Data records:
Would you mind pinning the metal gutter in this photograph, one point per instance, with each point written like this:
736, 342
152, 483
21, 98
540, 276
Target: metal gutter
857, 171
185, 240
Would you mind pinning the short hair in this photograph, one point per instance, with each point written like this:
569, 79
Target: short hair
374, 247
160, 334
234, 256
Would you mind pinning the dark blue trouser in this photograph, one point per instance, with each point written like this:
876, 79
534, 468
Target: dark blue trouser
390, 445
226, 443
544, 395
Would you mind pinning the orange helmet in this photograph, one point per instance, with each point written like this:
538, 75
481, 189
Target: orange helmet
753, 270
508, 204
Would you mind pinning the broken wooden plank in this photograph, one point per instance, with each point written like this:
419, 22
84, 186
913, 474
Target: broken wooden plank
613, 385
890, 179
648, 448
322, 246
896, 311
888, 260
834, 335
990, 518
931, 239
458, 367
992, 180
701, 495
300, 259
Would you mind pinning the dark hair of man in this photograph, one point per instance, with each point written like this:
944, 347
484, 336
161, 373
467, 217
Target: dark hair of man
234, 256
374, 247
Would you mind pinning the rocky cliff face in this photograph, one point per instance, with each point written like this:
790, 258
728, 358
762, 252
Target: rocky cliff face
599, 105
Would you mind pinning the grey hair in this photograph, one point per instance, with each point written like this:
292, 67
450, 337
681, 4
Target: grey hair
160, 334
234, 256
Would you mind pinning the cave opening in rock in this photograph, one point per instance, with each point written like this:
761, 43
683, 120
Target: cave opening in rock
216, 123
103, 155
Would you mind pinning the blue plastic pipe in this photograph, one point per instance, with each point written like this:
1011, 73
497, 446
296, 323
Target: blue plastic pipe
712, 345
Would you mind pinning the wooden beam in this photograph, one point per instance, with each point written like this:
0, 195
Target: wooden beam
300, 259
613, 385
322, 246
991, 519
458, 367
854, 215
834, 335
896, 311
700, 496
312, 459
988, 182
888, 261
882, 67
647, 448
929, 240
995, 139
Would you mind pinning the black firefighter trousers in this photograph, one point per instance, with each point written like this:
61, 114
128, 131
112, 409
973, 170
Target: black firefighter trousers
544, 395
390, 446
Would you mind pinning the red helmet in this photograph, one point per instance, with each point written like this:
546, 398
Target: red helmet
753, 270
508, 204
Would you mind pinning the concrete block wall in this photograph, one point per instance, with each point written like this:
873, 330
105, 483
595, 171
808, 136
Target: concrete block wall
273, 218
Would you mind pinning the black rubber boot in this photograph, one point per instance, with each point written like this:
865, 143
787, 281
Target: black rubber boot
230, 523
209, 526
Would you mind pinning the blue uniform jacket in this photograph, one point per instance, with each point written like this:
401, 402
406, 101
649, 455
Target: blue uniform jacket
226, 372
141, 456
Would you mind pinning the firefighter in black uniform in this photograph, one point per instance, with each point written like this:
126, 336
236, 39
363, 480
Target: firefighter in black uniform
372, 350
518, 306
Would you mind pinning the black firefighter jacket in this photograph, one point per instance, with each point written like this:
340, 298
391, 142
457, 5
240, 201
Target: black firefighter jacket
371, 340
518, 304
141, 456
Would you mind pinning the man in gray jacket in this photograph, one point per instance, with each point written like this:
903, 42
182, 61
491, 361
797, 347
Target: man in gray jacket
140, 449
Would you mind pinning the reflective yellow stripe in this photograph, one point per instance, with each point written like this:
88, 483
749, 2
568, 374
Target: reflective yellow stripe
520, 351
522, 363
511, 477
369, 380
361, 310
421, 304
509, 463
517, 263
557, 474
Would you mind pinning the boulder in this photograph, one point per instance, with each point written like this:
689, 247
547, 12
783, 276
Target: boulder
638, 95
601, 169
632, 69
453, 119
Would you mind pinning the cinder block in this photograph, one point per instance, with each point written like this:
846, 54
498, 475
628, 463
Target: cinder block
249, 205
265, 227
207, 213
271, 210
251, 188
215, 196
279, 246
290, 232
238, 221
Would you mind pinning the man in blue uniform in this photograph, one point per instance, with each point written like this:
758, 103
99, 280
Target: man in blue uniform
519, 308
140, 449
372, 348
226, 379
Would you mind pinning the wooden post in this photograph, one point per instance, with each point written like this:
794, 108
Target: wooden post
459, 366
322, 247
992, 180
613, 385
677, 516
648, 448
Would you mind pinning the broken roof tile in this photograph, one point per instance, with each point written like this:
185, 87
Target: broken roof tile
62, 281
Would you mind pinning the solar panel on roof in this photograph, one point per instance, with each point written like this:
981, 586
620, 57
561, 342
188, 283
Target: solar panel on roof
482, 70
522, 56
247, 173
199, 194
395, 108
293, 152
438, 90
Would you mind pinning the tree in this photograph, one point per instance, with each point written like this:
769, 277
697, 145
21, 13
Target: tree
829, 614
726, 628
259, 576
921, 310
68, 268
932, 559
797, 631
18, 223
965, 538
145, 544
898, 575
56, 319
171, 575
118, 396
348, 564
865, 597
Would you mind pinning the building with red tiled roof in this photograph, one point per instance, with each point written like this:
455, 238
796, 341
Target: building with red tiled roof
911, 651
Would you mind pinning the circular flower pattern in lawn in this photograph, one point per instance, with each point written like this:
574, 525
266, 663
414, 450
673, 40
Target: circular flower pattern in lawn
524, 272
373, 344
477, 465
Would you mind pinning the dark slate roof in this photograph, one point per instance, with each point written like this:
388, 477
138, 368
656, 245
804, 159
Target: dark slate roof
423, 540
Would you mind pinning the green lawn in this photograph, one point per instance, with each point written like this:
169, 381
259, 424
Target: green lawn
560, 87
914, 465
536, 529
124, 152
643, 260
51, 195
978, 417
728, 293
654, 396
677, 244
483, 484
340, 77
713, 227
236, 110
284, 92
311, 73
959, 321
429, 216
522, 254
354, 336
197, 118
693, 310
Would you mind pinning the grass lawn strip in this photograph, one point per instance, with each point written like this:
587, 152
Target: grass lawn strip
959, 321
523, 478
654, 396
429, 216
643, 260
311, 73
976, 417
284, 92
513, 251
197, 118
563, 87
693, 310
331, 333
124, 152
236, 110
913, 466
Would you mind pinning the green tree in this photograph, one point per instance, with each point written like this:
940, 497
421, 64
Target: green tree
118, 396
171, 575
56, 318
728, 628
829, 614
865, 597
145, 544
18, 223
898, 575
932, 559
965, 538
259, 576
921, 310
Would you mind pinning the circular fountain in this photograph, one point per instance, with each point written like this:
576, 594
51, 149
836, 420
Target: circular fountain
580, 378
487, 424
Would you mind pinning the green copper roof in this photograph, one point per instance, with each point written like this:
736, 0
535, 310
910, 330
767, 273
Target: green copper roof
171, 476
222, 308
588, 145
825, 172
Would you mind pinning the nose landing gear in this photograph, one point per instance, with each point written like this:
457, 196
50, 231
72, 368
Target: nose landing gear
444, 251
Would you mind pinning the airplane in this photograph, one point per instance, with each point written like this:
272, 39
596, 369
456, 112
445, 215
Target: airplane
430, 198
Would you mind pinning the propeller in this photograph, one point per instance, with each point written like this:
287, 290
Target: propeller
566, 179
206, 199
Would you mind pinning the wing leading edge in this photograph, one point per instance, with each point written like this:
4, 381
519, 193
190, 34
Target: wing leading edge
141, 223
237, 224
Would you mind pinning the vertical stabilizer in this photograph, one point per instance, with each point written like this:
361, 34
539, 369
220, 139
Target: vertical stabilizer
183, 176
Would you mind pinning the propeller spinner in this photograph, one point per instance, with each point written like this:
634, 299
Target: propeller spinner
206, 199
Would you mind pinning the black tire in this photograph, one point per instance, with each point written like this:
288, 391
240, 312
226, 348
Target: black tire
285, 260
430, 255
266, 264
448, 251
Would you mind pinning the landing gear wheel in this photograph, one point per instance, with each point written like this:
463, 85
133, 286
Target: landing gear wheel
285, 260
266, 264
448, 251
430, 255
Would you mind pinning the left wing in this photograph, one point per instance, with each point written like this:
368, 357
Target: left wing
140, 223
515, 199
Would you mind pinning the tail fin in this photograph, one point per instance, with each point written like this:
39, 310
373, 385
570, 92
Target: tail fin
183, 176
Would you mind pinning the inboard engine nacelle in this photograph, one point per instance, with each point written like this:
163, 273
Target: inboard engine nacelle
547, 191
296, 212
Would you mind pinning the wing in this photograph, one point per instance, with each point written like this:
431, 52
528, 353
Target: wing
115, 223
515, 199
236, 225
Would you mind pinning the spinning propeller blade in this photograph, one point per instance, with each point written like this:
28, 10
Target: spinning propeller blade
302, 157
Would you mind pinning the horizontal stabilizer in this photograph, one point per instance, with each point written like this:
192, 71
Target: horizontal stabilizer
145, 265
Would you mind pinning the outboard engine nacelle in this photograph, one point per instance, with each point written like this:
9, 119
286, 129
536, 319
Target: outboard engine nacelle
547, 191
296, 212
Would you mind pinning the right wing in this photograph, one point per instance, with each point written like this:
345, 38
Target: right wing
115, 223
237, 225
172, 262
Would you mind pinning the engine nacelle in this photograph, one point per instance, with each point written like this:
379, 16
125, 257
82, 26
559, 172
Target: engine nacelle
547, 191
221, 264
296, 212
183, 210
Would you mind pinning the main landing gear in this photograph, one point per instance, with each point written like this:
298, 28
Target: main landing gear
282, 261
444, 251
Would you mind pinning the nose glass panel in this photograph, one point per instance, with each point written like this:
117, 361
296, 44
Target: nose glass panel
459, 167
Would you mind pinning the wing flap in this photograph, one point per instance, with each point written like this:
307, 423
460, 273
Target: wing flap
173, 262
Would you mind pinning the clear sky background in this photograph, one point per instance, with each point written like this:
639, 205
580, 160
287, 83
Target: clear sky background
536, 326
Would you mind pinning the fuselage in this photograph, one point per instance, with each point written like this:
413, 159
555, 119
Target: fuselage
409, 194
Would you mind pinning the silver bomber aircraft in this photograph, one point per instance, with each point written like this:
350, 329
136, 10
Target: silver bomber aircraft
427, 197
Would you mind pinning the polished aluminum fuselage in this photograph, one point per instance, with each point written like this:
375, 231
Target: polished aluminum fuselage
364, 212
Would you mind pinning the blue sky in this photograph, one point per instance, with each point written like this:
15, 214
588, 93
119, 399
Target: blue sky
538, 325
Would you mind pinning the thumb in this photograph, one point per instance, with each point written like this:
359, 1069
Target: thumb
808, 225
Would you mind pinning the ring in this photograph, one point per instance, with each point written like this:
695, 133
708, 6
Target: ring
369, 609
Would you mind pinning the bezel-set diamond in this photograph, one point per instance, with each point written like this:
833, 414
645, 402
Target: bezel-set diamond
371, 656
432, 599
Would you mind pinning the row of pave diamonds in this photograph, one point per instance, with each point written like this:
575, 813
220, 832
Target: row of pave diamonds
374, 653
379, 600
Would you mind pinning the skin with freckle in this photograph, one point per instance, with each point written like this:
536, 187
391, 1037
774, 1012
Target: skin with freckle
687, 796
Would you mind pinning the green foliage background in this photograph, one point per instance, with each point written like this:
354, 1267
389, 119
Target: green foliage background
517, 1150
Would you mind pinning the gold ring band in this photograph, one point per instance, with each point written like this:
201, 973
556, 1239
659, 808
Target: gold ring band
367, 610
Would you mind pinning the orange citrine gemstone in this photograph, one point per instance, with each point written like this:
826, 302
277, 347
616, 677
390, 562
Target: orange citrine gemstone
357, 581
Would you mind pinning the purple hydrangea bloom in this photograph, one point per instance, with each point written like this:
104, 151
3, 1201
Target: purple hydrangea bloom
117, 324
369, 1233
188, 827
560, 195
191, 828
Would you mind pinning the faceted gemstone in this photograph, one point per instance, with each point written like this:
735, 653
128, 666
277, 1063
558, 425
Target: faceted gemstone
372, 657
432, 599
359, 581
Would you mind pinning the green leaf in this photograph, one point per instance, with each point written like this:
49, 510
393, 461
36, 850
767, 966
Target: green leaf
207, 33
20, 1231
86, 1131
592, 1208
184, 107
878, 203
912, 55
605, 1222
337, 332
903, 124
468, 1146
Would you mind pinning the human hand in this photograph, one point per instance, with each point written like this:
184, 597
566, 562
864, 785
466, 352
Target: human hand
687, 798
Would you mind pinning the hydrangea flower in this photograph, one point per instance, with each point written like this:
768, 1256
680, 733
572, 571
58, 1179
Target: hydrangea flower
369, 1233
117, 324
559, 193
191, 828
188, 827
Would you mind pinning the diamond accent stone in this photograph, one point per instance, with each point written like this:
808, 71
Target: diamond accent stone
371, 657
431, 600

#### Work instructions
Copy out the lines above exactly, beginning at the one that contains "Would you mind pinning the black rubber" and ending at the one that contains "Would you mind pinning the blue uniform".

#### Task output
Would you mind pinning the black rubber boot in this photograph, one point per instance, with each point written like this:
865, 143
787, 281
Target: black rubber boot
230, 523
209, 526
Would you mind pinning the blue uniform jacket in this photograph, one point per instance, with each point written like this:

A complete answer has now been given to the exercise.